> **SELECTED PASSAGE**:
━━━━━━━━━━━━━━━━━━━━━━━━━━━━━━
What makes this place so special? A wise Silicon Valley entrepreneur once explained it to me: For every 100 start-ups, at least 80 of them will go bust. 9 will do so-so. But 1 of them will be absolutely stellar. And since so many businesses start here, and since venture capital is so plentiful, it’s quite risk-free for a normal worker to take a job in any one of the 100 start-ups. If you work hard and you’re smart, you will be remembered. And if your start-up employer most likely crashes, you can take a new job at the next start-up.
This view is reinforced by my personal experience. I have several friends who have lived and worked here since the 90’s. They have had several employers, progressed their careers, got wealthy on stock options, earn-outs or buy-outs, and they did very well, thank you very much. I was told an anecdote by a VC advisor how he handed a mutual friend a cheque for 1 million dollars as he was relieved from his CEO role.
━━━━━━━━━━━━━━━━━━━━━━━━━━━━━━
> **WORK TO COMPLETE**:
- a) Answer these questions about the passage on Silicon Valley start-ups:
(i) According to the entrepreneur, at least how many out of every 100 start-ups will go bust?
(ii) Since when have the writer's friends lived and worked there?
(iii) How much was the cheque that the VC advisor handed to a mutual friend?
- b) Write what comes next in the passage on Silicon Valley start-ups, picking up after its final sentence.

(Saved data entries)
━━━━━━━━━━━━━━━━━━━━━━━━━━━━━━
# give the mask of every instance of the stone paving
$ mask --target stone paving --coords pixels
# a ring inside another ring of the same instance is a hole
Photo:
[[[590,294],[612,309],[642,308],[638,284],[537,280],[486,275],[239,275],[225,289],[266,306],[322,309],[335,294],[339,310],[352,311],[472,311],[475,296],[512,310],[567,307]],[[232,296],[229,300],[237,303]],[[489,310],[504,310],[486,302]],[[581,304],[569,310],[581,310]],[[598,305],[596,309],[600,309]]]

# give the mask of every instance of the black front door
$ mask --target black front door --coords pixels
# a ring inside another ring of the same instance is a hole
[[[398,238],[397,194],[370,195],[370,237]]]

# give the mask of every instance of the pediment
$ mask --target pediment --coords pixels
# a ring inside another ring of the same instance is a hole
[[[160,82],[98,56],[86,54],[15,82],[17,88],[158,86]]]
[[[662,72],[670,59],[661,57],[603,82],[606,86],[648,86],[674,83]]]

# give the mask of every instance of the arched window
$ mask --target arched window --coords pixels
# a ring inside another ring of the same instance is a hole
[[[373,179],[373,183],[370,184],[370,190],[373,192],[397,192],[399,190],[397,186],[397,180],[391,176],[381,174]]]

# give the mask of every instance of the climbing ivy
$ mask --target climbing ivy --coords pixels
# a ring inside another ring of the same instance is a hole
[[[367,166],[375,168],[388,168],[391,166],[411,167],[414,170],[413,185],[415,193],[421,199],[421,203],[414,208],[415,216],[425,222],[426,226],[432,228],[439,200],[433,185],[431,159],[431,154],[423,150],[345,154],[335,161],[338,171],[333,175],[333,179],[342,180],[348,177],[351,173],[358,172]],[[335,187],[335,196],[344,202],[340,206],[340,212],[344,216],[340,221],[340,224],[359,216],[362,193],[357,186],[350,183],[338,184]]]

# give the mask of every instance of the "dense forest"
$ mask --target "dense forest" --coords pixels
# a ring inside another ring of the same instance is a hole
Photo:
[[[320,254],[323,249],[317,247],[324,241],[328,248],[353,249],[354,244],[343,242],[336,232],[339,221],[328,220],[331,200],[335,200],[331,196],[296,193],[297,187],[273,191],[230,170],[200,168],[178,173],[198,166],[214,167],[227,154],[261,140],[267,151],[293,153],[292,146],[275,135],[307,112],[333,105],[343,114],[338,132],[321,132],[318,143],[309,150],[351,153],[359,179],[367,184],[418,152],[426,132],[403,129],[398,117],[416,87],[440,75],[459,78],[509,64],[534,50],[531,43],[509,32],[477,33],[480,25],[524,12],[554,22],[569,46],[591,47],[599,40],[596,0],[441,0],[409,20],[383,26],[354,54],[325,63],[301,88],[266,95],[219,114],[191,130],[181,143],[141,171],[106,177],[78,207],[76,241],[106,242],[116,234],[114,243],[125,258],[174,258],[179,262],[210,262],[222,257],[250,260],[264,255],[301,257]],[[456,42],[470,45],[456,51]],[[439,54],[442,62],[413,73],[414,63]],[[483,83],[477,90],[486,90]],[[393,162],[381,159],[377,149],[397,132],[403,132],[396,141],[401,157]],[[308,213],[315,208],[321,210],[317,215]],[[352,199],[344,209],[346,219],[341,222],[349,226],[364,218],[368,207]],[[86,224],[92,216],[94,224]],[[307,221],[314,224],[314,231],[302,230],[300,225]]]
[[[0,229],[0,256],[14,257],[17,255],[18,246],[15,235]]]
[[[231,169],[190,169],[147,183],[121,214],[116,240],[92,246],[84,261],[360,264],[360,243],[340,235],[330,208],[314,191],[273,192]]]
━━━━━━━━━━━━━━━━━━━━━━━━━━━━━━
> **WRITTEN RESPONSES**:
- a)
(i) At least 80.
(ii) Since the '90s.
(iii) 1 million dollars.

- b)
As a result, the talent pool is stable and awe-inspiring. It attracts smart, energetic people from all over the world. In my business, the life sciences, the successful businesses stretch from Berkeley in the East Bay to San Diego on the border with Mexico. And with the advent of highly productive remote working, Silicon Valley workers are located in Maine and Massachusetts and in Georgia and Texas. But the entrepreneurial spiritual heart is still right here, in the Valley itself.
As I write, there are vast numbers of layoffs here. Meta staff, Twitter staff, and cryptocurrency staff are all looking for new jobs. For companies in the life sciences, bio-engineering and biotech industries, this must be an absolute boon. The overheating of big tech is over – or at least we are experiencing a respite where some of the talent will migrate to the life sciences. This sector, for decades flying somewhat under the radar, is set to boom in the 21st Century.
And there are many companies that are prepared to recruit these knowledge workers. Look at Altos Labs. With a prestigious board of directors from Stanford, Berkeley, a Nobel Prize winner or two, and armed with an astounding 3 billion dollars of investment, it is one of the next generation of companies working on human cell rejuvenation.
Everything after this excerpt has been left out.